ACTION ITEM = Retype the records below exactly as they stand, omitting the pictures.

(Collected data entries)
☆ ☆ ☆ ☆

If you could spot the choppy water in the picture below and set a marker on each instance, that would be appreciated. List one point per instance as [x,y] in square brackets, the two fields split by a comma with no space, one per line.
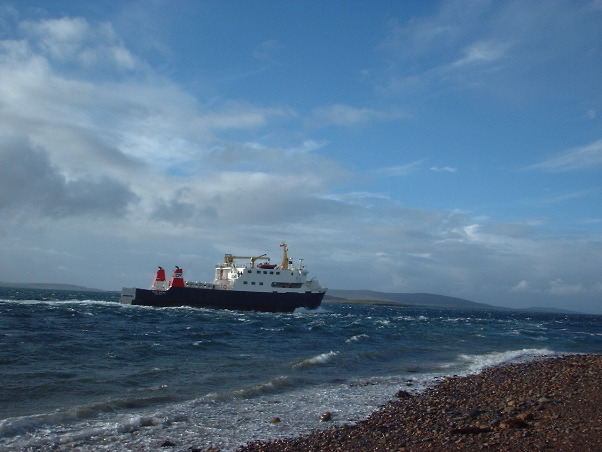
[78,371]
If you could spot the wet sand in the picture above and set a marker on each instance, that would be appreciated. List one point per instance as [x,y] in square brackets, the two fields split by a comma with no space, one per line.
[548,404]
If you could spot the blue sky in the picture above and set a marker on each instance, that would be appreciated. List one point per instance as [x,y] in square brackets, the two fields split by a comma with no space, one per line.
[446,147]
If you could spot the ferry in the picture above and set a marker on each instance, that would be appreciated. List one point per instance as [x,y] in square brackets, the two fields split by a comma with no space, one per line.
[249,283]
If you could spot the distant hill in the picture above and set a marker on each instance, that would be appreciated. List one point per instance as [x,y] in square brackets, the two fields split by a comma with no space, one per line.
[49,286]
[404,299]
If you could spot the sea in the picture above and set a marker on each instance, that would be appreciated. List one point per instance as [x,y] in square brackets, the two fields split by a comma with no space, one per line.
[81,372]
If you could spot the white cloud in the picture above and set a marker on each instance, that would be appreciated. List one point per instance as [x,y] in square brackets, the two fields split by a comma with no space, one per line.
[448,169]
[483,52]
[580,158]
[401,170]
[347,116]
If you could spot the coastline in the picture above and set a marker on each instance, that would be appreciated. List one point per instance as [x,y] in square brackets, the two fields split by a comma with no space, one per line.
[551,403]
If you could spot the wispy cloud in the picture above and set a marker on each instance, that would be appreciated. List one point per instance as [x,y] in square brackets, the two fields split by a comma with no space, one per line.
[347,116]
[580,158]
[448,169]
[483,52]
[400,170]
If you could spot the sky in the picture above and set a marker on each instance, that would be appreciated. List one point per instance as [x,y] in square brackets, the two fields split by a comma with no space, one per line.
[449,147]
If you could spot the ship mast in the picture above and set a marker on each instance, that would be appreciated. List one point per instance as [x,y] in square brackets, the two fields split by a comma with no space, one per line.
[284,264]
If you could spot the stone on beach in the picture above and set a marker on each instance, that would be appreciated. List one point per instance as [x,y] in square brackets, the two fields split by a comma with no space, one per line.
[553,403]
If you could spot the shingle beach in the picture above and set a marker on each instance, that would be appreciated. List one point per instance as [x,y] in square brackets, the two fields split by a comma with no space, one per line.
[552,403]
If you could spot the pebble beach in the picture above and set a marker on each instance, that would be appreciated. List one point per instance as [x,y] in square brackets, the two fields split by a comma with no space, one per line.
[552,403]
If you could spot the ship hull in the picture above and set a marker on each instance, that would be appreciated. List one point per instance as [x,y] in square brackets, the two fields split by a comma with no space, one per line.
[223,299]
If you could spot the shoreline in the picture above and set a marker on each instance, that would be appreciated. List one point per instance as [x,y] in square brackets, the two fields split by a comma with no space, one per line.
[550,403]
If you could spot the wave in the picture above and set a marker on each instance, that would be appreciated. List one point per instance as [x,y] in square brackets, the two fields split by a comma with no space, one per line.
[356,338]
[316,360]
[476,363]
[268,387]
[26,424]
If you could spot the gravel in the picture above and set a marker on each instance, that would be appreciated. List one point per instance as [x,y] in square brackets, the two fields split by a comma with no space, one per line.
[553,403]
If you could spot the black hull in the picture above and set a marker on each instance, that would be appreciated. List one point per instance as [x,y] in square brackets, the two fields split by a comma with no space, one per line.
[227,299]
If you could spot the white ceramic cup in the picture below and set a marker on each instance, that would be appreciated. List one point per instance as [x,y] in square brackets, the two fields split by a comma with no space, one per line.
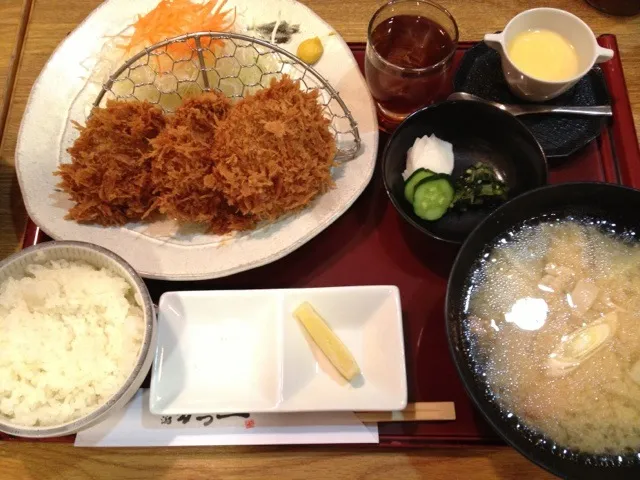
[566,24]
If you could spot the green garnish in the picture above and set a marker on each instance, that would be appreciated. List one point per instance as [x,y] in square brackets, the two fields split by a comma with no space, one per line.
[479,185]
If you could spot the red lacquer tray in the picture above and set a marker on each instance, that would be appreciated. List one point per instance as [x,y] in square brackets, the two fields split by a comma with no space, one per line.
[370,244]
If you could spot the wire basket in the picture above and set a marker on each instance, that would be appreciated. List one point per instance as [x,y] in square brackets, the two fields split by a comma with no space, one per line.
[235,65]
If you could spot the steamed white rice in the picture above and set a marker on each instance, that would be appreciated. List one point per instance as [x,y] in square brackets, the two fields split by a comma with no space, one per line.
[70,335]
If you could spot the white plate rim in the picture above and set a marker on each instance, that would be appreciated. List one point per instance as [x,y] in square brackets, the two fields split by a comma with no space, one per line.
[203,275]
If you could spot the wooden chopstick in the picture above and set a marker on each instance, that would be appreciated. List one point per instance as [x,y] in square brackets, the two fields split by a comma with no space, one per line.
[415,412]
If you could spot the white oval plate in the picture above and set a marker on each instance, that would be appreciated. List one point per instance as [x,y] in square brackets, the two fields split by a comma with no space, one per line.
[62,93]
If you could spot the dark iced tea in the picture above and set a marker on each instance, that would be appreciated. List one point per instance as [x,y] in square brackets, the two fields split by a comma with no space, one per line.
[408,62]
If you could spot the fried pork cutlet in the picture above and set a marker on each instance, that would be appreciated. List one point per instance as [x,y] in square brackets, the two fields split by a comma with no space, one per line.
[273,151]
[182,167]
[109,178]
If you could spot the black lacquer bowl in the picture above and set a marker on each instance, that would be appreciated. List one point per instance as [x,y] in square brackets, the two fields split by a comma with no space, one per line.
[615,204]
[480,73]
[478,133]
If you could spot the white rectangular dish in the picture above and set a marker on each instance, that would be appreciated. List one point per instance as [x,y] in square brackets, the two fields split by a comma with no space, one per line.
[243,351]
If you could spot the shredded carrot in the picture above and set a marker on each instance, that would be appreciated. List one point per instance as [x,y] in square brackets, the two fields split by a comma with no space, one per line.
[171,18]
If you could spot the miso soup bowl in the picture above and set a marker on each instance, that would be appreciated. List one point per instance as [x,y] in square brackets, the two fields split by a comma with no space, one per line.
[598,200]
[564,23]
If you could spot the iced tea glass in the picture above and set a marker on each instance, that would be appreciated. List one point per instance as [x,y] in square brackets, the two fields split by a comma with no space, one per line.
[410,48]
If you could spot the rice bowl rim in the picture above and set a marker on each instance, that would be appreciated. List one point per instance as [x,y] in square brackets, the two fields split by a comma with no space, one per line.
[122,394]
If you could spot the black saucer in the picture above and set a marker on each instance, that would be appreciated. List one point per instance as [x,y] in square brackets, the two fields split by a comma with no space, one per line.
[480,73]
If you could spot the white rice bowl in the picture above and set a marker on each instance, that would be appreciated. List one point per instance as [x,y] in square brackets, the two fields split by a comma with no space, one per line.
[74,324]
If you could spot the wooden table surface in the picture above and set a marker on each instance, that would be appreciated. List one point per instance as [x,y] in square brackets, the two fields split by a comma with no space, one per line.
[48,22]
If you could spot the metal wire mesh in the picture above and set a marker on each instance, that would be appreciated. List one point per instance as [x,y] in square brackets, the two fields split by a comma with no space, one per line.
[235,65]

☆ ☆ ☆ ☆

PROBLEM SOLUTION =
If you could spot the choppy water in the picture below and set a marker on each instance, that would be appreciated. List one point per instance as [x,y] in square brackets, the two fields split by a comma with no space, one per line.
[78,371]
If you could spot the wet sand in the picture above and set a marker on each instance, that would be appreciated. List one point per instance as [x,y] in square brackets, the two fields split by a comma with no space, one per line.
[548,404]
If you could spot the blue sky in the picture above and set a marker on each instance, that would be appreciated. List one point per instance as [x,y] in square brackets, the two fields split by a comma with no space, one per line.
[446,147]
If you could spot the ferry in the picture above and set a marker on each instance, that would be appreciated. List one point per instance as [x,y] in square brackets, the two fields split by a comma with no space, one per line.
[249,283]
If you could spot the distant hill in the picture above and set a marker on each instance, that would be appreciated. List one point per instance as [x,y] in square brackets, the two fields split by a comma with no space, one per line.
[49,286]
[404,299]
If you could spot the sea in the picture above and set a marker on each instance, that would be appreciated. List one point per instance as [x,y] in square brackets, the two fields split by a comma with no space, one per line.
[81,372]
If you could spot the white cloud in the picture above and set a marker on each instance, that would be appreciated. List one point per instance as [x,y] in square brackets, the two fields split by a comma with no space, one per line.
[448,169]
[483,52]
[580,158]
[401,170]
[347,116]
If you could spot the coastline in the picture above and set a marker on each instance, that would be appreciated. List one point per instance as [x,y] in square brackets, the two fields split by a comma with no space, one per line.
[551,403]
If you could spot the wispy cloud in the picture above and set a marker on each instance, that would be appreciated. List one point per instance as [x,y] in square brackets, the two fields split by a comma with no space, one per line.
[347,116]
[580,158]
[448,169]
[483,52]
[400,170]
If you could spot the sky in the picture above and set a marker on each instance, that would be appreciated. List one point per instance as [x,y] in square brackets, the two fields split by a comma with no space, one per line.
[449,147]
If you could spot the ship mast in the picture above and set a marker on each instance, that would be appreciated. List one point per instance as [x,y] in square brackets, the two fields split by a comma with no space, one per line.
[284,264]
If you could spot the stone on beach in the picture above and set a marker on each instance, that would be appreciated. List one point per instance as [x,y] in square brackets, the two fields split by a comma with no space, one per line.
[553,403]
If you could spot the shingle beach in the picture above and set a marker on each instance, that would be appreciated. List one point per instance as [x,y] in square brackets, the two fields split by a comma with no space, one per line.
[552,403]
If you could spot the pebble beach in the picture above and set a marker on each instance, that would be appreciated. List one point per instance as [x,y] in square brackets, the two fields split by a comma with no space, one per line.
[552,403]
If you could spot the ship hull in the picture above and set a marker on each instance, that would be appreciated. List one point per instance as [x,y] in square brackets, the two fields split by a comma with no space, one per line.
[223,299]
If you could spot the shoreline in the picture above and set a marker on each instance, that would be appreciated. List one point per instance as [x,y] in square brackets, the two fields split by a comma with no space, one per line.
[550,403]
If you could spot the wave in the picture above and set a marker on each instance, that would be appreciated. List one point per instance as [x,y] in square brackets, the two fields split by a comma with no space, one per line.
[356,338]
[316,360]
[476,363]
[268,387]
[26,424]
If you could spot the gravel in the picture above and set a marker on each instance, that would be appreciated. List one point per instance as [x,y] in square brackets, the two fields split by a comma with no space, one per line.
[553,403]
If you could spot the black hull in the picture above and set a marker on each instance, that would be appreciated. List one point per instance as [x,y] in square brackets, the two fields split by a comma with no space, one per line.
[227,299]
If you could spot the white ceramic cup in the picture below and set a marker on each instance, that would be appreciated. List one point per instance as [x,y] in square brackets, the two fields split by a comma with no space, one per line.
[566,24]
If you could spot the green garnish in the picture above and set a marker on each instance, that would be appreciated. List one point per instance as [x,y] in square brackets, the two fields split by a comma with no space, one per line.
[479,185]
If you could spot the red lacquer tray in the picture above and set a marker on each instance, that would be appreciated. List one point per instance as [x,y] in square brackets, the two fields split by a comma with no space, one per line.
[370,244]
If you could spot the wire basket in the picture above and set a marker on each instance, that would be appreciated. List one point per instance as [x,y] in square brackets, the two fields split by a comma with no space, one per line.
[235,65]
If you could spot the steamed white rice in the picture above and set a marker on each instance, that would be appreciated. List one point per instance as [x,y] in square brackets, the two fields split by a comma with no space, one per line.
[70,335]
If you could spot the white plate rim in the picture above and set a marker on each instance, that would be appreciated. List one point per instance as [x,y] in square brackets, the two fields split by a comma with no space, one per line.
[203,275]
If you could spot the wooden chopstick in the picture above and set a marker on each instance, that would be appreciated. List one point per instance as [x,y] in square brackets, the two fields split by a comma with no space, one per line.
[415,412]
If you could spot the white oval plate in the picture above and set a marker on each instance, that would be appreciated. List one point per instance as [x,y] in square brackets, the two fields split by a comma with no space, one per line.
[62,93]
If you could spot the dark iced tea in the picture above and set a marker on each instance, that would be appreciated. List one point per instance as [x,y] in square brackets, the two fields split by a comma with no space, one per line.
[408,62]
If you could spot the fried pork cutlet in the picture above and set a marker on each instance, that would be appreciated. List one point per instance as [x,y] in square brackets, the two fields split by a comma with no space, one per line.
[273,151]
[182,167]
[109,178]
If you could spot the black lacquer bowl in the picture above and set a marker on each instance, that would be appreciated. List one point per instance as [x,y] in square brackets, the two fields split by a comma with no space, one per line.
[615,204]
[480,73]
[478,133]
If you could spot the white rectangular dish in the picture above and set a marker on each instance, that would be appreciated. List one point per instance as [x,y] in square brackets, the two fields split by a comma with no space, one per line.
[243,351]
If you could spot the shredded carrot in the picture above and set a marker on each instance, that would be appreciated. List one point per instance as [x,y] in square brackets, the two fields split by a comma with no space, one per line.
[171,18]
If you could spot the miso soup bowl in the picture above and set a marker on each instance, that would be appreciated. List one point per instance as [x,y] in square brackets, the two fields split by a comma with no space, one per line.
[598,200]
[564,23]
If you could spot the iced tea glass in the picture above and set a marker on each instance, that would be appreciated. List one point per instance as [x,y] in square brackets, the two fields split by a comma with no space, one per line.
[410,48]
If you could spot the rice bowl rim in the picture above and set a marker on each instance, that would be appreciated. List one point per instance as [x,y] in square brackets, the two fields split by a comma with no space, one per line.
[122,394]
If you could spot the black saucer in the picture above and set a marker on each instance, that would be appreciated. List one point per instance as [x,y] in square brackets, the two fields split by a comma with no space, one per line.
[480,73]
If you could spot the white rice bowl in the picture above and set a marker on each instance, that would be appreciated. List one point per instance as [x,y] in square brackets, the two fields split by a comma with no space, one per line.
[74,324]
If you could spot the wooden table surface in the picture above and set a marker on each instance, that would be appreciated. List one point per instance as [x,y] in square brackets, the two fields split by a comma with no space, one per line.
[48,22]
If you could spot the metal wire mesh in the picture above and set a marker on each instance, that would be appreciated. List one point per instance as [x,y] in square brackets, the two fields split by a comma with no space, one per line.
[235,65]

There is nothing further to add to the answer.